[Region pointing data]

····················

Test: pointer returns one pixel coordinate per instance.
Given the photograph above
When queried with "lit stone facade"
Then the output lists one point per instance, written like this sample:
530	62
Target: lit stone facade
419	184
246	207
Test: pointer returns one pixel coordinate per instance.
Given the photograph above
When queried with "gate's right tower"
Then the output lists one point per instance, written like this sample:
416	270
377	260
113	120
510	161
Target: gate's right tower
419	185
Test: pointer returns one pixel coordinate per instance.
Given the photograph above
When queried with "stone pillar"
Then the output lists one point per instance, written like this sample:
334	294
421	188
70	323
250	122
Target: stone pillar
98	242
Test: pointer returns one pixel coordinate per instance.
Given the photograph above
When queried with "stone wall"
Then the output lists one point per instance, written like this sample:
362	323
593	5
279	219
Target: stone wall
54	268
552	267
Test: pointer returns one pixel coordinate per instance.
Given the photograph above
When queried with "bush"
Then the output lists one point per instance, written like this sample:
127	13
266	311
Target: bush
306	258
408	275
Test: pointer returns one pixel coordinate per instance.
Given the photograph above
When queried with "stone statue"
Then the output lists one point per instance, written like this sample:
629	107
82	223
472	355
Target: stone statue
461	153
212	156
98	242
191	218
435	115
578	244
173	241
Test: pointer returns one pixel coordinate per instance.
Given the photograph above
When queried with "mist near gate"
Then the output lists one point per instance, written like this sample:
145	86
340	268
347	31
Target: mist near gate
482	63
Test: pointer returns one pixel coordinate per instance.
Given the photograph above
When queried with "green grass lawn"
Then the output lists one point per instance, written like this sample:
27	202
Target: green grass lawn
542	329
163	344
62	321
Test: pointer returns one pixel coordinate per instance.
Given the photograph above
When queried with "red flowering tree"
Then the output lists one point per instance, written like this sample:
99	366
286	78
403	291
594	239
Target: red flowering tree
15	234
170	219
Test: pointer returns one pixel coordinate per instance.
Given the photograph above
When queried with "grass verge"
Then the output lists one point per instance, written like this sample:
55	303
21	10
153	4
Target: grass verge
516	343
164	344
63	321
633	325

····················

Write only the number of lines in the data where the word "queried" occurs.

10